• What to do
1) Please list every section heading in the excerpt on surgery for recurrent rectal cancer.
2) Pick up the excerpt on surgery for recurrent rectal cancer right after its final sentence and carry it on.

• Excerpt provided
• • • •

Major vascular involvement

While historically involvement of the aortoiliac axis was considered an absolute contraindication to surgery for recurrent rectal cancer, there were many single institution experiences reported suggesting that it is possible to offer these patients surgery with good outcomes.  This involves en bloc resection of the arterial and/or venous structures with the tumor and reconstruction when necessary.

External iliac or common iliac involvement will require autologous or synthetic graft interposition or a more distal crossover graft. These institutions report high rates of reoperation and early complications, but the graft patency rate is high and limb salvage is 100%.[44]


Recurrence of tumor in the pelvis is not uncommon following an initial resection for locally recurrent rectal cancer.  Generally, these patients would be treated with non-operative and multidisciplinary management.  However, a few centers have demonstrated the safety of re-resection in highly selected patients.  In these studies, 30-day mortality was 0%, R0 resection rates ranged from 33-60%, and 5 year overall survival occurred in 1/3 of patients.[45, 46]

Sciatic notch disease

Historically, involvement of the sciatic notch or sciatic nerve was a contraindication to surgery for locally recurrent rectal cancer.  However, highly specialized institutions have reported the results from en bloc resection of the sciatic nerve and or the lumbosacral plexus for tumors that extend laterally in this direction.[36, 47]

Oligometastatic disease

Historically, the presence of any metastatic disease was an absolute contraindication to surgery for locally recurrent rectal cancer.  However, with modern improvements in imaging, chemotherapy, and surgery, the presence of resectable metastatic disease is no longer considered a contraindication.[12]  Surgical management of metastatic disease will be addressed in detail elsewhere.

There is no standard of care currently for resection of lung metastases in the setting of recurrent rectal cancer.  But the simultaneous resection of liver metastases in collaboration with pelvic exenteration has been described by the PelvEx Collaborative.  They report a 5 year overall survival of 55% when an R0 resection was achieved and 20% when there was a microscopic or grossly positive margin.[48]

Intraoperative Radiation Therapy

Intraoperative radiation therapy involves the delivery of a single fraction of radiation directly to any pelvic location where there is concern for a close negative margin or microscopic positive margin after surgical resection. In highly specialized and experienced centers, IORT is associated with improved local control.[42, 49]  And in a systematic review by Mirnezami et.al, IORT was associated with improvement in disease-free survival and even overall survival.[49]

Minimally invasive surgery

Minimally invasive surgical (MIS) techniques have been used for pelvic exenteration in the setting of recurrent rectal cancer.  When compared to open resection, an MIS approach is associated with a shorter duration of hospital stay and a lower overall morbidity.[50]  However, it should be noted that patients requiring open resection generally have more advanced tumors than those who can be offered an MIS approach.

• • • •

• Recorded data
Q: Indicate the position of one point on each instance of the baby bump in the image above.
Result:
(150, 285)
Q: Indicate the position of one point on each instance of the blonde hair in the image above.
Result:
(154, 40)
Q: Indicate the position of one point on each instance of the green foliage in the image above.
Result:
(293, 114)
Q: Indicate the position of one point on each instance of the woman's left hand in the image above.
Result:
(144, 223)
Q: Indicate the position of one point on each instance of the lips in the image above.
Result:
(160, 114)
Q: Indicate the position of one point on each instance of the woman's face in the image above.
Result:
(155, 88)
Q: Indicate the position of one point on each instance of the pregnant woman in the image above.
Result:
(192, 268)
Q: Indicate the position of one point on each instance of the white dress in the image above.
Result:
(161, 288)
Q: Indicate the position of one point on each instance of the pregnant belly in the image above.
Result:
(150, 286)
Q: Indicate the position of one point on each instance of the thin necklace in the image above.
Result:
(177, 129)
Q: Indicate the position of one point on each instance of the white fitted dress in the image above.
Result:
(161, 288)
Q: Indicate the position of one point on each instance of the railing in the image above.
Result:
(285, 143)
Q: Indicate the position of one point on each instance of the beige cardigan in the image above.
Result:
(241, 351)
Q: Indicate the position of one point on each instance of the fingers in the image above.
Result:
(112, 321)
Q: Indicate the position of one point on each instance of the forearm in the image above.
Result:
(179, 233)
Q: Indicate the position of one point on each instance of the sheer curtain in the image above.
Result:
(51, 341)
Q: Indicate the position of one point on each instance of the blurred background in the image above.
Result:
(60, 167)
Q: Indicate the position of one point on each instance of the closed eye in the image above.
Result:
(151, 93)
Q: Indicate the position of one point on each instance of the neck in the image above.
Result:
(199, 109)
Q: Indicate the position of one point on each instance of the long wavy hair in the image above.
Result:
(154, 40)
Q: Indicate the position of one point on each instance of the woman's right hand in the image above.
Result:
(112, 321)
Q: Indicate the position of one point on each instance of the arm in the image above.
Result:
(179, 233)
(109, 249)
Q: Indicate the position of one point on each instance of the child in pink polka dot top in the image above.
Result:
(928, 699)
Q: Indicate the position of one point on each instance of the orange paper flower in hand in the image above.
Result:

• • • •

• Task-by-task outputs
1)
Major vascular involvement
Sciatic notch disease
Oligometastatic disease
Intraoperative Radiation Therapy
Minimally invasive surgery

2)
Palliative Surgery

Resection for palliation in the setting of unresectable recurrent rectal cancer should be considered on a case-by-case basis and should be agreed upon by a multidisciplinary team.  This is usually limited to the consideration of a defunctioning stoma.  But some have described palliative exenteration.[51]


International surgeons have become bolder and continue to push boundaries with our surgical techniques allowing for wider resections for locally recurrent rectal cancer while maintaining acceptable morbidity and mortality.  It is crucial that we continue to maximize patient selection and only offer such operations to patients with an anticipated R0 resection.

We must continue to optimize the neoadjuvant treatment strategies based on evidence, and we need clear guidelines regarding the sequence, regimen, and duration of chemotherapy and radiation therapy prior to surgery.

We must also continue to report outcomes and predictors of outcomes to further improve patient selection.  And we must focus on patient reported outcomes to align our goals of multidisciplinary treatment with the patients’ expectations and acceptance of anticipated morbidities.